DIRECTIONS FOR THIS TASK: Whatever the records contain, reproduce all of them exactly.

Saved entries:

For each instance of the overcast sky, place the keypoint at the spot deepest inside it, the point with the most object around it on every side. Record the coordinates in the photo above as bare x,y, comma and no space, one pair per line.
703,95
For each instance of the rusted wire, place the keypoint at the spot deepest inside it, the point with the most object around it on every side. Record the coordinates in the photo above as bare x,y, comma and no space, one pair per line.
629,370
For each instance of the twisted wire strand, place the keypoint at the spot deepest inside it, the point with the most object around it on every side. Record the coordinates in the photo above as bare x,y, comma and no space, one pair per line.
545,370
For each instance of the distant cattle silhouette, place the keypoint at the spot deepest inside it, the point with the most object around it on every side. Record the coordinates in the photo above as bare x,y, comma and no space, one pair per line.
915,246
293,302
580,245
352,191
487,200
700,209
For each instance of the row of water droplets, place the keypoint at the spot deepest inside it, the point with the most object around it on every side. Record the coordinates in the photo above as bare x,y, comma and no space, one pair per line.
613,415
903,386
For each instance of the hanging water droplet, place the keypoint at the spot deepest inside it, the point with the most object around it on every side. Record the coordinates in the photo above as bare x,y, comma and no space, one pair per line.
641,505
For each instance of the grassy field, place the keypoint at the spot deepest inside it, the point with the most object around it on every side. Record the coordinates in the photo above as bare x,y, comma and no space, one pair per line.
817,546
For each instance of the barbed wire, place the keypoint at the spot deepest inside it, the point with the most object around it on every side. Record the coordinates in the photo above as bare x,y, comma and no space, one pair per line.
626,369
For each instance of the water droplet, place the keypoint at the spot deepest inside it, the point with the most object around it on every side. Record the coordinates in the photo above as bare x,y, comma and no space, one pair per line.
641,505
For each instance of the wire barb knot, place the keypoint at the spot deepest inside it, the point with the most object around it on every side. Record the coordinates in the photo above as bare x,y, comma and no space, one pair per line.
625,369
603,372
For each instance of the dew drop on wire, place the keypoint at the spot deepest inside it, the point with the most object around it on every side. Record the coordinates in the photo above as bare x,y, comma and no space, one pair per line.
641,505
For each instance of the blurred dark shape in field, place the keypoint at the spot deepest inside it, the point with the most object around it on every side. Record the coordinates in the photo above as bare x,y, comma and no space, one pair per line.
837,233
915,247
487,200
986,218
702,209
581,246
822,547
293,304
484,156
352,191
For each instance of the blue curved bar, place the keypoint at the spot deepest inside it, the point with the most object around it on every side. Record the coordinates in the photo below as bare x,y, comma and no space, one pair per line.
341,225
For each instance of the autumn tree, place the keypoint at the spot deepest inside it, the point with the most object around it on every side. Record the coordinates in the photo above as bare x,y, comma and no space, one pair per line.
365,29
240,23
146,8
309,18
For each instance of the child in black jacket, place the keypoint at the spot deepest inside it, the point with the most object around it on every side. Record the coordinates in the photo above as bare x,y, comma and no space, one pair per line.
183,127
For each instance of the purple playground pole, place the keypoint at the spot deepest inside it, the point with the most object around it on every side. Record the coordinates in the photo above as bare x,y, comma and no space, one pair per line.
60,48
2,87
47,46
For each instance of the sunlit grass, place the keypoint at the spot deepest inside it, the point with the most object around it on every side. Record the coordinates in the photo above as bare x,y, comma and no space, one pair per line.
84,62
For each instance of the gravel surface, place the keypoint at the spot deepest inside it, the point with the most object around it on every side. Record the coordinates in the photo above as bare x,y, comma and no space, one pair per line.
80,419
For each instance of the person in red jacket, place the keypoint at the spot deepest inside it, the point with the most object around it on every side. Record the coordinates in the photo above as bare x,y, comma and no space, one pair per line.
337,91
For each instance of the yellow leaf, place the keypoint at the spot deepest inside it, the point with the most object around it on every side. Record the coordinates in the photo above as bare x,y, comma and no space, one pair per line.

TASK ANSWER:
For each instance of the overcast sky, place the keypoint at the spot deepest inside it, the point with the most object around it on every side. Record the coordinates in the photo above as bare x,y, comma and no space, one pair per line.
703,95
For each instance of the rusted wire, place the keypoint at the spot deepest inside it, the point with the most object around it on every side. Record the coordinates in the photo above as bare x,y, comma and no space, one pair per line.
629,370
For each instance of the twisted wire strand, place the keypoint at the spot deepest inside it, the point with the most object around it on every side. Record the coordinates in the photo above as bare x,y, comma and no space, one pair per line.
545,370
For each instance of the distant cattle silhouette, place the keypoint at the spot deepest inside it, the point with the most object around it on every side. Record the coordinates in the photo above as bare x,y, comma and no space, one pair per line.
915,246
293,302
580,245
352,191
487,200
700,209
For each instance of the row of water droplets, place the keypoint at the spot deepest inside it, the point with the most object around it on every side. Record the coordinates in the photo above as bare x,y, comma and no space, one pair per line.
613,415
903,386
For each instance of the hanging water droplet, place the keypoint at the spot deepest inside it, the point with the most object around it on every side. Record the coordinates in the photo above as bare x,y, comma and no space, one pair per line.
641,505
For each instance of the grassy field, place the keypoint at the spot deepest inside it, the point with the most object around it on every side. Record the coordinates in the photo above as bare x,y, comma and no space, one pair per line.
817,546
For each instance of the barbed wire, place the keypoint at the spot deepest inside it, the point with the most object around it on every side. Record the coordinates in the photo above as bare x,y, comma and no space, one pair per line.
626,369
For each instance of the water droplet, place the keypoint at the spot deepest inside it, the point with the most object around it on every side. Record the coordinates in the photo above as bare x,y, comma and no space, one pair per line.
641,505
For each instance of the wire barb knot, place the keypoint at the spot deepest inside it, the point with the most object around it on every side. Record the coordinates in the photo above as bare x,y, comma and no space, one pair per line.
625,369
603,372
For each instance of the dew drop on wire, place the keypoint at the spot deepest inside it, the point with the most object around it on every side. Record the coordinates in the photo above as bare x,y, comma and no space, one pair per line.
641,505
For each instance of the blurred dark shape in field, place the keypoint at the spot deepest inside it, the point with the most object around it on every side. Record the coordinates in the photo above as bare x,y, comma and no space, one pair per line.
837,233
915,247
487,200
986,218
702,209
581,246
822,547
293,304
484,156
352,191
For each instance of the blue curved bar, place the keypoint at the spot deepest inside it, the point with the most object around it on every side. Record the coordinates in the photo below as bare x,y, comma and no space, one pair per line.
341,225
For each instance of the autumn tree, place the keypoint at the spot deepest inside it, the point with the most object around it on every side. Record the coordinates in the photo above as bare x,y, comma and no space, one pair per line.
365,29
240,23
146,8
309,18
For each instance of the child in black jacket, place the keypoint at the spot deepest inside it, the point with the most object around it on every side. Record the coordinates in the photo above as bare x,y, comma and no space, one pair per line.
183,127
For each instance of the purple playground pole, place the keypoint at the spot deepest inside it, the point with the most object around it on every side. Record the coordinates in the photo above as bare x,y, comma and no space, one pair per line.
60,48
2,87
47,46
For each instance of the sunlit grass, place the keypoint at the spot deepest inside it, the point with the most object around it on every side. Record the coordinates in the photo above as bare x,y, comma and no space, one pair per line.
84,62
For each instance of the gravel surface, place the keypoint at the spot deepest inside it, the point with the most object around it on every side. Record the coordinates in the photo above as bare x,y, comma and no space, one pair per line.
80,419
For each instance of the person in red jacket, place the keypoint at the spot deepest inside it, the point with the most object around it on every side. Record the coordinates in the photo above as bare x,y, comma and no space, one pair per line.
337,91
For each instance of the yellow leaf, place the keypoint at the spot deepest inside it, the point with the most object around it on every side. Record the coordinates in the photo above as bare x,y, comma and no space, one pair per line.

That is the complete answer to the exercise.